WORK REQUEST A:
According to the IPsec VPN excerpt, what is the default lifetime of the IKE SA?
WORK REQUEST B:
For each statement, say whether it agrees with the IPsec VPN excerpt, and quote the deciding words: (i) Aggressive Mode exchanges three messages. (ii) Transport mode encapsulates the entire packet. (iii) The protocol field of the outer IP header is 50 (ESP).
WORK REQUEST C:
Reproduce the part of the IPsec VPN excerpt that opens with the words containing "IKE Phase 2: IPsec" and closes with "when traffic flows.", swapping "inbound" for "incoming".

PAGE EXCERPT:
.....
After agreeing on parameters, the two peers perform a Diffie-Hellman key exchange to generate a shared secret. This secret is used to derive encryption and authentication keys for the IKE SA. The peers then authenticate each other using pre-shared keys or certificates. In Main Mode, six messages are exchanged: (1) proposal, (2) acceptance, (3) DH public key, (4) DH public key, (5,6) authentication. Aggressive Mode uses three messages but is less secure (no identity protection). The result is an IKE SA (ISAKMP SA) that protects further negotiations. The default lifetime is 86,400 seconds. A network engineer can verify with `show crypto isakmp sa`; a state of `MM_ACTIVE` indicates Phase 1 is complete.

3

IKE Phase 2: IPsec SA Negotiation

With the secure IKE SA established, Phase 2 (Quick Mode) negotiates the IPsec SAs that will encrypt the actual data. The initiator sends proposals for the IPsec transform set (e.g., ESP with AES-256 and SHA256) and the traffic selector (e.g., source/destination subnets). The responder replies with matching parameters. A new DH exchange may occur (PFS) to ensure that compromise of the IKE SA does not compromise IPsec keys. Two IPsec SAs are created: one inbound, one outbound. Each SA has a unique Security Parameter Index (SPI) and a lifetime (default 28,800 seconds or 4,608 MB). The network engineer sees `show crypto ipsec sa` with `encaps` and `decaps` counters increasing when traffic flows.

4

Data Encryption and Transmission

Once IPsec SAs are established, data packets are encrypted and transmitted through the tunnel. For each outgoing packet matching the traffic selector, the VPN gateway: (1) encrypts the original IP packet using ESP (tunnel mode encapsulates the entire packet; transport mode encrypts only the payload), (2) computes an integrity hash (HMAC) over the encrypted data, (3) adds an ESP header and trailer, (4) adds a new IP header with source and destination of the VPN endpoints, and (5) sends the packet. The receiving gateway verifies the hash, decrypts the packet, and forwards the original packet to the internal network. At the packet level, the outer IP header shows the VPN gateways' IPs, and the protocol field is 50 (ESP). A network engineer can capture packets and filter `esp` to see encrypted payloads.
.....
(Stored dataset items)
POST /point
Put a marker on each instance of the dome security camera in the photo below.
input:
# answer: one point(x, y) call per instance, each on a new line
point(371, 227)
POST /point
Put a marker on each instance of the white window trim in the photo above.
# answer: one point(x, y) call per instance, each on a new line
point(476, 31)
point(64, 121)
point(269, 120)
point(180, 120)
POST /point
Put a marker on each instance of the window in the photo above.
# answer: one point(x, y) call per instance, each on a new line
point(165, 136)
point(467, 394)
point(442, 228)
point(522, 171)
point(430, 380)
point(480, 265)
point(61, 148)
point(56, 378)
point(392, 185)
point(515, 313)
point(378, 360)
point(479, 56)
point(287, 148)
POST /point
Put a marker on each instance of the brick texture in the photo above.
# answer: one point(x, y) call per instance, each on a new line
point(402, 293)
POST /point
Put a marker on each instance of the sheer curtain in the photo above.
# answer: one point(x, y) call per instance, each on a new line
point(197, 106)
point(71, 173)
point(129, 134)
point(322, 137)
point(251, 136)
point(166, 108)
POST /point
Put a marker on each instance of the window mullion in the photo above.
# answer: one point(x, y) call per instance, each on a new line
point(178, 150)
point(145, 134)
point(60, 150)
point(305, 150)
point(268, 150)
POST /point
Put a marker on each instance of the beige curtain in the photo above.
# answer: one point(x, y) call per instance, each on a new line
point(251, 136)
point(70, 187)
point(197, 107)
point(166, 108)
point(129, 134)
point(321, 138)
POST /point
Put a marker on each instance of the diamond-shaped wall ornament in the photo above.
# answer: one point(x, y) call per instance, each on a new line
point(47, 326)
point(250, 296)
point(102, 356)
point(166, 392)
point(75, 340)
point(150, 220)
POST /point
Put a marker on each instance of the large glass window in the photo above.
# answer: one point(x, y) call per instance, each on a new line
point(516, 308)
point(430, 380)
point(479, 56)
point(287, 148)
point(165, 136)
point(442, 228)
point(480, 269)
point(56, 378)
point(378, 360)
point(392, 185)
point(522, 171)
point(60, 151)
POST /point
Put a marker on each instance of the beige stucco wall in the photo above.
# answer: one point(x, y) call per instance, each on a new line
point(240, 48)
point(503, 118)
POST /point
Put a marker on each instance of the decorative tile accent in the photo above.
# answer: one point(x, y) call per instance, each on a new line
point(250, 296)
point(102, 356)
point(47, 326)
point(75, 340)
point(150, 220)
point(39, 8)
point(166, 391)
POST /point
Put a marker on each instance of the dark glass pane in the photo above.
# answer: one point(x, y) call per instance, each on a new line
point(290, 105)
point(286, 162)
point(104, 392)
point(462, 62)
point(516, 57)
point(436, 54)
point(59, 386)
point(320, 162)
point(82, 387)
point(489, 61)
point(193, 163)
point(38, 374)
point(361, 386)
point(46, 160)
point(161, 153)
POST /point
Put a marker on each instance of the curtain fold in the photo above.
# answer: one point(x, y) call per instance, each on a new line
.....
EXERCISE RESULT A:
86,400 seconds.

EXERCISE RESULT B:
(i) Yes: "Aggressive Mode uses three messages but is less secure (no identity protection)."
(ii) No: "tunnel mode encapsulates the entire packet; transport mode encrypts only the payload"
(iii) Yes: "the protocol field is 50 (ESP)"

EXERCISE RESULT C:
IKE Phase 2: IPsec SA Negotiation

With the secure IKE SA established, Phase 2 (Quick Mode) negotiates the IPsec SAs that will encrypt the actual data. The initiator sends proposals for the IPsec transform set (e.g., ESP with AES-256 and SHA256) and the traffic selector (e.g., source/destination subnets). The responder replies with matching parameters. A new DH exchange may occur (PFS) to ensure that compromise of the IKE SA does not compromise IPsec keys. Two IPsec SAs are created: one incoming, one outbound. Each SA has a unique Security Parameter Index (SPI) and a lifetime (default 28,800 seconds or 4,608 MB). The network engineer sees `show crypto ipsec sa` with `encaps` and `decaps` counters increasing when traffic flows.